Task instructions
Pick out every row below that contains the string "white" and copy each one in full. Letter case matters.

Recorded data

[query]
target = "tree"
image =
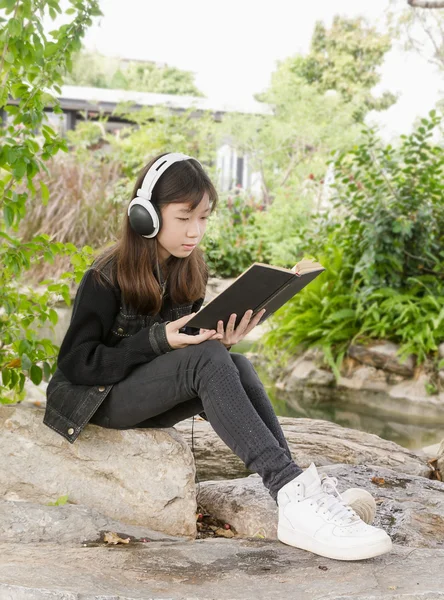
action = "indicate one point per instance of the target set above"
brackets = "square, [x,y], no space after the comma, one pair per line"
[32,65]
[94,69]
[420,30]
[345,58]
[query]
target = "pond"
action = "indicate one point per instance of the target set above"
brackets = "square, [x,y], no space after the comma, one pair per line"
[402,429]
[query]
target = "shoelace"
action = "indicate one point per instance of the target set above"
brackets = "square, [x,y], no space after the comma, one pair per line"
[329,500]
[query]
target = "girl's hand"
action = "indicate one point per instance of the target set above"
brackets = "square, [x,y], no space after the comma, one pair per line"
[181,340]
[232,336]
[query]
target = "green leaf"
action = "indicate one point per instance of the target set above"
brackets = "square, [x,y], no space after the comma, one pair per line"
[36,374]
[14,27]
[45,193]
[26,362]
[6,376]
[53,316]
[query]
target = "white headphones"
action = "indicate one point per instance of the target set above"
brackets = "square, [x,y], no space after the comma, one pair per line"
[144,216]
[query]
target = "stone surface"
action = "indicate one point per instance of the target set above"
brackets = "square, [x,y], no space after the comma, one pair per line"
[409,508]
[441,459]
[383,355]
[139,476]
[310,440]
[218,568]
[28,523]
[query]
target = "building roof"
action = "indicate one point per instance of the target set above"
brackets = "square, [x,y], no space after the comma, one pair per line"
[81,98]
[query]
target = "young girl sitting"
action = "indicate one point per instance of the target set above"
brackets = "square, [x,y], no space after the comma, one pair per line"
[129,360]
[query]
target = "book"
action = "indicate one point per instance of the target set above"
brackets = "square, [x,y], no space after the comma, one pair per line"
[260,286]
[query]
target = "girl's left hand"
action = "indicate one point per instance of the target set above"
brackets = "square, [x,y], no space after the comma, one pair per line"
[232,336]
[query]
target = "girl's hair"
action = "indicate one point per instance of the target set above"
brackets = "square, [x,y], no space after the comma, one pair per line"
[134,258]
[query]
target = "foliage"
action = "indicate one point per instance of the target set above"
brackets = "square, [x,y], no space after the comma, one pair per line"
[232,242]
[382,246]
[96,70]
[391,200]
[344,59]
[419,30]
[32,65]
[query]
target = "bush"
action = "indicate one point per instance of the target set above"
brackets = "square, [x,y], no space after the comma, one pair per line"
[233,239]
[382,247]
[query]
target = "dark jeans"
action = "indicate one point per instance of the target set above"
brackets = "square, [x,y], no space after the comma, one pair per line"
[206,377]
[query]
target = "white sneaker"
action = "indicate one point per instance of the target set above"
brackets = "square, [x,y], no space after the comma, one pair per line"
[361,501]
[313,519]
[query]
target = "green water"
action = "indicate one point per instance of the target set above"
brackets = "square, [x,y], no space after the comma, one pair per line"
[402,429]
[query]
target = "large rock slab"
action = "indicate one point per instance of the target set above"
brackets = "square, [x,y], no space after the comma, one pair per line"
[139,476]
[310,440]
[217,568]
[440,462]
[29,523]
[409,508]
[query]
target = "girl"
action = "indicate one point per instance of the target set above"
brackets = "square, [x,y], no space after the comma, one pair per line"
[129,360]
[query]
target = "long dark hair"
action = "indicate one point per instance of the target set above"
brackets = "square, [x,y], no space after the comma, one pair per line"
[134,258]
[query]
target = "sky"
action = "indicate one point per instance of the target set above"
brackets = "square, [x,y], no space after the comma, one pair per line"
[233,46]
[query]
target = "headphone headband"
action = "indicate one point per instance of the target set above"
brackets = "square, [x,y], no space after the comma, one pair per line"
[145,217]
[156,170]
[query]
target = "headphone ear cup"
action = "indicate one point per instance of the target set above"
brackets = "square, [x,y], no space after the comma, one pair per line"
[145,218]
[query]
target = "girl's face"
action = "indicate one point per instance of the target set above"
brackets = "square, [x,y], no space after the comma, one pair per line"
[182,229]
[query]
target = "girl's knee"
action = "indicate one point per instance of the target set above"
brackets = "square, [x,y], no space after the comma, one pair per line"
[212,349]
[242,363]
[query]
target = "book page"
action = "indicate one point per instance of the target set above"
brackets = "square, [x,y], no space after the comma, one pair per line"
[306,265]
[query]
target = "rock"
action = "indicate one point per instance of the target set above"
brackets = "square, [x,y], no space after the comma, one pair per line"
[30,523]
[441,459]
[310,440]
[383,356]
[431,451]
[139,476]
[410,508]
[226,569]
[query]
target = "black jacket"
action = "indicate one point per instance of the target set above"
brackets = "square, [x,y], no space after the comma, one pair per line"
[105,341]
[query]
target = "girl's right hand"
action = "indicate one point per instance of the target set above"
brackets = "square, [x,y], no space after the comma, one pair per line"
[182,340]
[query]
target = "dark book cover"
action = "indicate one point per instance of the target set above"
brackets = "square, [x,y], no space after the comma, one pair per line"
[260,286]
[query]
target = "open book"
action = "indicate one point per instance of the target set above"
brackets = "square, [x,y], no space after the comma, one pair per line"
[260,286]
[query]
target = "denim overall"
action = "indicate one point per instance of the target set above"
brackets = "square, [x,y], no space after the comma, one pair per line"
[70,406]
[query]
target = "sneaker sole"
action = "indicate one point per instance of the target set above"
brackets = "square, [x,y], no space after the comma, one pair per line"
[304,542]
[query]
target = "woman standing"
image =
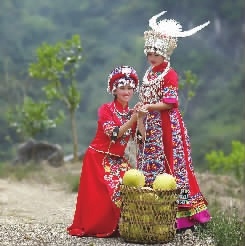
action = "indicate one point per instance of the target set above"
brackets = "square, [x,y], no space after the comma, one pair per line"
[98,201]
[167,145]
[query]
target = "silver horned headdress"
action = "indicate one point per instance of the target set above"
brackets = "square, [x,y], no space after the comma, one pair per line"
[163,37]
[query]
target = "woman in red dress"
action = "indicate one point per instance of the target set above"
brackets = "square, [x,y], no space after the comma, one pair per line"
[167,145]
[98,202]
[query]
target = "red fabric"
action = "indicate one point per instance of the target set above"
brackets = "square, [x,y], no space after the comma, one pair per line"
[97,209]
[95,213]
[117,76]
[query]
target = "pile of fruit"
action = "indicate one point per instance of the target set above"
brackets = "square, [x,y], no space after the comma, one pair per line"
[148,213]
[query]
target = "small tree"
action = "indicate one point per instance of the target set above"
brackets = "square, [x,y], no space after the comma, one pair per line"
[31,118]
[58,64]
[219,162]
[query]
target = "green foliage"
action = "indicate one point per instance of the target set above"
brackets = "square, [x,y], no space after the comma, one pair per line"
[219,162]
[31,118]
[226,228]
[58,65]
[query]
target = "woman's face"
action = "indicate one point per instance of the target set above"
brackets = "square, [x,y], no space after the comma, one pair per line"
[154,59]
[124,93]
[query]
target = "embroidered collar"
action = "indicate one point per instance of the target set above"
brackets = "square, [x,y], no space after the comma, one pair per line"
[160,68]
[119,107]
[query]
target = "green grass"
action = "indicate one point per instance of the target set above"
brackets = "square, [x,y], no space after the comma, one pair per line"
[226,228]
[18,172]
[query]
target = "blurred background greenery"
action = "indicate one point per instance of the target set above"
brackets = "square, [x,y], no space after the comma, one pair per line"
[112,34]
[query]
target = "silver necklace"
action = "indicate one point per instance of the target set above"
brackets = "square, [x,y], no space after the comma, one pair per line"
[120,113]
[150,91]
[158,78]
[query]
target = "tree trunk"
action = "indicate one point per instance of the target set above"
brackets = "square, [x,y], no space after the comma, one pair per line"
[74,136]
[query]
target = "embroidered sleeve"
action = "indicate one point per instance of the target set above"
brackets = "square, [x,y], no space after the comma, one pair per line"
[170,89]
[106,119]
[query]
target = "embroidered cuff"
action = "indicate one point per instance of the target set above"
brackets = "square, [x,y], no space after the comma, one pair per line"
[114,134]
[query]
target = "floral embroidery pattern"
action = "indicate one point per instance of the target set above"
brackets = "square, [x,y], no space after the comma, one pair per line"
[151,152]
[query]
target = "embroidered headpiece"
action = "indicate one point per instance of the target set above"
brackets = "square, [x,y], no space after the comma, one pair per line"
[123,75]
[163,37]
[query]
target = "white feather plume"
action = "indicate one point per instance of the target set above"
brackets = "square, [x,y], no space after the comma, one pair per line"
[171,27]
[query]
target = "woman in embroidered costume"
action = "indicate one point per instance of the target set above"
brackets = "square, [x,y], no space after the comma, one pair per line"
[98,201]
[167,147]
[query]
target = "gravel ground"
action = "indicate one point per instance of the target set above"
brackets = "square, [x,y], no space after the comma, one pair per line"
[34,214]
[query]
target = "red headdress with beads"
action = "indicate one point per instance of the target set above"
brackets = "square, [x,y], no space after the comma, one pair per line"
[122,75]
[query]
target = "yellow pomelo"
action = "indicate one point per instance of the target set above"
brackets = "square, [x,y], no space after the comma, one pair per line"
[134,178]
[164,182]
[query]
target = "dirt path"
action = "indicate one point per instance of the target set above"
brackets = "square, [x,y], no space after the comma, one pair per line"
[35,203]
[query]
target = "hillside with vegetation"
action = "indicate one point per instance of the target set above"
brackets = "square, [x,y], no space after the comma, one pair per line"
[112,34]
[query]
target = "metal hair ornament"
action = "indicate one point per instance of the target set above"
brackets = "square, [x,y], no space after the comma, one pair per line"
[163,37]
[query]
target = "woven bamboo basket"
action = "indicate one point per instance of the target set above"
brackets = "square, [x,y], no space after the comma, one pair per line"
[148,216]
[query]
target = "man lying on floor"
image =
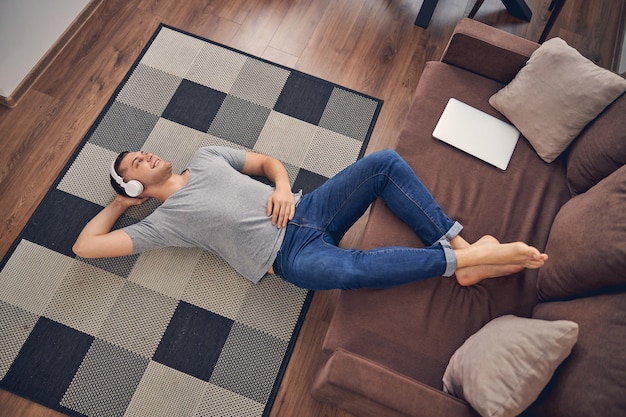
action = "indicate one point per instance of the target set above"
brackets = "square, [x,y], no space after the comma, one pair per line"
[214,204]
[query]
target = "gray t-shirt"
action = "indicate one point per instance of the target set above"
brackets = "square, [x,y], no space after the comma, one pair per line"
[220,210]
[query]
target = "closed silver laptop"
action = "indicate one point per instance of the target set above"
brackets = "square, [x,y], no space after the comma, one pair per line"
[477,133]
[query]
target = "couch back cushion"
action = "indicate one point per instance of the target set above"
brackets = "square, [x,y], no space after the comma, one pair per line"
[600,148]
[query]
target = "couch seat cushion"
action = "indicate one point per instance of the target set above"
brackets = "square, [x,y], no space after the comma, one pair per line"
[427,321]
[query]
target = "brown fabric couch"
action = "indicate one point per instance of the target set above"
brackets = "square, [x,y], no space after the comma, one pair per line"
[386,350]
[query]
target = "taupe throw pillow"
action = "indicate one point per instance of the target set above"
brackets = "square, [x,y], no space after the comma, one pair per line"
[502,369]
[555,95]
[587,242]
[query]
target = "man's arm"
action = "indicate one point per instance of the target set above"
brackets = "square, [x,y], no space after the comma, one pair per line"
[281,204]
[98,241]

Completed task
target = "white headphones"
target = "white sneaker"
target = "white feather plume"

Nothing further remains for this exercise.